WHAT THE EXERCISE ASKS
Update the records below by replacing every "bird's" with "stork's", leaving everything else unchanged.

Detection annotation records
** BEGIN **

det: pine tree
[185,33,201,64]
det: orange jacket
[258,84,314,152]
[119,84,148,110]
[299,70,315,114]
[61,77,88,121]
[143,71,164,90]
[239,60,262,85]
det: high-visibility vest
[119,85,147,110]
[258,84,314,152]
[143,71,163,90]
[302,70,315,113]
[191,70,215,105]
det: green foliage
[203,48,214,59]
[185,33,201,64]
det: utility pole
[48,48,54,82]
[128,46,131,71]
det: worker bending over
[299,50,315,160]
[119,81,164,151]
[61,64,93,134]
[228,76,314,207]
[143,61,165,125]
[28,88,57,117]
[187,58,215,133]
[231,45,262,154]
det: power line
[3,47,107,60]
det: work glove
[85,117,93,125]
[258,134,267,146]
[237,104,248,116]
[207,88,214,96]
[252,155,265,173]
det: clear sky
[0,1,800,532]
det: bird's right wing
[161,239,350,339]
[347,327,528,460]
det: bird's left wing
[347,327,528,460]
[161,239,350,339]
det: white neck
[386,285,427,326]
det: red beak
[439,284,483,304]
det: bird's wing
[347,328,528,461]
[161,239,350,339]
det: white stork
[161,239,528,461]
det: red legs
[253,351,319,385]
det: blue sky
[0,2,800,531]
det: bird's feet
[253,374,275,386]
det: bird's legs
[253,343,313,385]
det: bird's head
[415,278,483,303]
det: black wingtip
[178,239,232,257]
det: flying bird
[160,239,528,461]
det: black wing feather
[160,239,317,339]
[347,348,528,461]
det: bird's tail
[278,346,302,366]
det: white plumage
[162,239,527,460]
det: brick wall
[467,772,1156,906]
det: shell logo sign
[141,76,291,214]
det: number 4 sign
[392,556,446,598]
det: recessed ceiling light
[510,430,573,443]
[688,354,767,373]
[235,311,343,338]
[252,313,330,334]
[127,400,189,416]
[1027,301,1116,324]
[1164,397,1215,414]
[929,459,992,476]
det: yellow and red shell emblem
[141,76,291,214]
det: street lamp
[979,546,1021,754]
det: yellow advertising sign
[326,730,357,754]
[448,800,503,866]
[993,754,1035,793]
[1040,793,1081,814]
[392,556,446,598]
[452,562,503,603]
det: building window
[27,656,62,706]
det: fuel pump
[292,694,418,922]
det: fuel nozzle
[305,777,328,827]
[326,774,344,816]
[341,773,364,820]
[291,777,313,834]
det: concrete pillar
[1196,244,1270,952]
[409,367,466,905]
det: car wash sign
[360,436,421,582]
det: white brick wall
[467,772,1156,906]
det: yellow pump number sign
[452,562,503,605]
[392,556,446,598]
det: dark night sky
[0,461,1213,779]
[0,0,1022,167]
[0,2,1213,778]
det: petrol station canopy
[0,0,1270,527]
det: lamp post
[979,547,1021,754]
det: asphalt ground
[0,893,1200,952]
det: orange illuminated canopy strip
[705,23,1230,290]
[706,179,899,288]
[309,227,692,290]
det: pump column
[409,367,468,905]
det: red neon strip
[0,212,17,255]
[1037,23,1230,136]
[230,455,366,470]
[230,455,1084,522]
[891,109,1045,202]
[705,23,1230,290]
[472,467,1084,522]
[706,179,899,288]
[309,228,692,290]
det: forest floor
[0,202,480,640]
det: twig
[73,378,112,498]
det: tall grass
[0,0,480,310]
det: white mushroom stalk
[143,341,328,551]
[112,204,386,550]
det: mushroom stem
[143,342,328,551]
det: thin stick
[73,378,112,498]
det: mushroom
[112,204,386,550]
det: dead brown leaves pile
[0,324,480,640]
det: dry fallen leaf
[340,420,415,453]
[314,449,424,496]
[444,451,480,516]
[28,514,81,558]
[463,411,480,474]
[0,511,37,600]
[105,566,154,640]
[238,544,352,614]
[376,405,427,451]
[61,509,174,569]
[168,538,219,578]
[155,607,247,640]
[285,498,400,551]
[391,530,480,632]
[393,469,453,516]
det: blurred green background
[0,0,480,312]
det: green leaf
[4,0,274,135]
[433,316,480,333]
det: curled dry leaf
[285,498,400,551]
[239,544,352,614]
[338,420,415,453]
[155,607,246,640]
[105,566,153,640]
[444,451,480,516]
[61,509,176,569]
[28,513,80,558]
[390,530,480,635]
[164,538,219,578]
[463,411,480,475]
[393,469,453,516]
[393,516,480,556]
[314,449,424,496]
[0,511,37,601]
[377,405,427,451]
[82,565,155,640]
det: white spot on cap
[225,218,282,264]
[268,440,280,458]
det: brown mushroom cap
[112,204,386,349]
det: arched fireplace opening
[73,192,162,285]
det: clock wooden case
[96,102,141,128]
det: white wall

** END **

ANSWER IN FULL
det: pine tree
[185,33,201,64]
det: orange jacket
[258,84,314,152]
[119,84,148,110]
[299,70,315,114]
[61,77,88,121]
[143,71,164,90]
[239,60,262,85]
det: high-visibility vest
[119,85,147,110]
[258,84,314,152]
[143,71,163,90]
[302,70,315,113]
[191,70,215,105]
det: green foliage
[203,48,214,59]
[185,33,201,64]
det: utility pole
[48,48,54,82]
[128,46,131,71]
det: worker bending over
[299,50,315,160]
[119,81,164,151]
[61,64,93,134]
[228,76,314,207]
[143,61,165,125]
[28,88,57,117]
[187,58,215,133]
[231,45,262,154]
det: power line
[3,47,107,60]
det: work glove
[85,117,93,125]
[258,134,267,146]
[237,104,248,116]
[207,88,214,96]
[252,155,265,173]
det: clear sky
[0,1,800,532]
det: stork's right wing
[161,239,350,339]
[347,327,528,460]
det: stork's left wing
[347,327,528,460]
[161,239,350,339]
det: white neck
[386,285,427,326]
det: red beak
[439,284,483,304]
det: stork's wing
[347,328,528,461]
[161,239,350,339]
det: white stork
[161,239,528,461]
det: red legs
[253,351,319,385]
det: blue sky
[0,2,800,531]
det: stork's feet
[253,374,275,386]
det: stork's legs
[253,343,313,385]
det: stork's head
[415,278,483,303]
det: black wingtip
[178,239,232,257]
det: flying bird
[160,239,528,461]
det: black wing feather
[160,239,317,339]
[347,348,528,461]
det: stork's tail
[278,346,302,366]
det: white plumage
[162,239,527,460]
det: brick wall
[467,772,1156,906]
det: shell logo sign
[141,76,291,214]
det: number 4 sign
[392,556,446,598]
det: recessed ceiling light
[510,430,573,443]
[688,354,767,373]
[235,311,343,338]
[252,313,330,334]
[127,400,189,416]
[1027,301,1116,324]
[1164,397,1215,414]
[929,459,992,476]
det: yellow and red shell emblem
[141,76,291,214]
det: street lamp
[979,546,1021,754]
det: yellow advertising sign
[326,730,357,754]
[448,800,503,866]
[993,754,1035,793]
[1040,793,1081,814]
[392,556,446,598]
[452,562,503,603]
det: building window
[27,656,62,706]
det: fuel pump
[292,694,418,922]
det: fuel nozzle
[305,777,328,827]
[326,774,344,816]
[341,773,364,820]
[291,777,313,834]
det: concrete pillar
[1196,244,1270,952]
[409,367,466,905]
det: car wash sign
[360,436,421,582]
det: white brick wall
[467,772,1156,906]
det: yellow pump number sign
[452,562,503,605]
[392,556,446,598]
det: dark night sky
[0,461,1213,779]
[0,0,1022,167]
[0,2,1213,778]
det: petrol station canopy
[0,0,1270,527]
det: lamp post
[979,547,1021,754]
det: asphalt ground
[0,893,1200,952]
det: orange illuminated canopy strip
[705,23,1230,290]
[706,179,899,288]
[309,227,692,290]
det: pump column
[409,367,468,905]
det: red neon strip
[0,212,17,255]
[1037,23,1230,136]
[230,455,366,470]
[230,455,1084,522]
[891,109,1045,202]
[705,23,1230,290]
[472,467,1084,522]
[706,179,899,288]
[309,228,692,290]
det: forest floor
[0,202,480,640]
det: twig
[73,378,112,498]
det: tall grass
[0,0,480,310]
det: white mushroom stalk
[143,341,328,551]
[112,204,386,550]
det: mushroom stem
[143,342,328,551]
det: thin stick
[73,378,112,498]
det: mushroom
[112,204,386,550]
det: dead brown leaves pile
[0,324,480,640]
det: dry fallen leaf
[340,420,415,453]
[314,449,424,496]
[444,451,480,516]
[28,514,81,558]
[463,411,480,474]
[0,511,37,600]
[105,566,154,640]
[238,544,352,614]
[376,405,427,451]
[61,509,174,569]
[168,538,219,578]
[155,607,247,640]
[285,498,400,551]
[391,530,480,632]
[393,469,453,516]
det: blurred green background
[0,0,480,312]
det: green leaf
[4,0,274,135]
[433,316,480,333]
det: curled dry leaf
[285,498,400,551]
[239,544,352,614]
[338,420,415,453]
[155,607,246,640]
[105,566,153,640]
[444,451,480,516]
[61,509,176,569]
[28,513,80,558]
[390,530,480,635]
[164,538,219,578]
[463,411,480,475]
[393,469,453,516]
[393,516,480,556]
[314,449,424,496]
[0,511,37,601]
[377,405,427,451]
[82,565,155,640]
det: white spot on cap
[225,218,282,264]
[268,440,280,458]
det: brown mushroom cap
[112,204,386,349]
det: arched fireplace opening
[73,192,162,285]
det: clock wooden case
[96,102,141,128]
det: white wall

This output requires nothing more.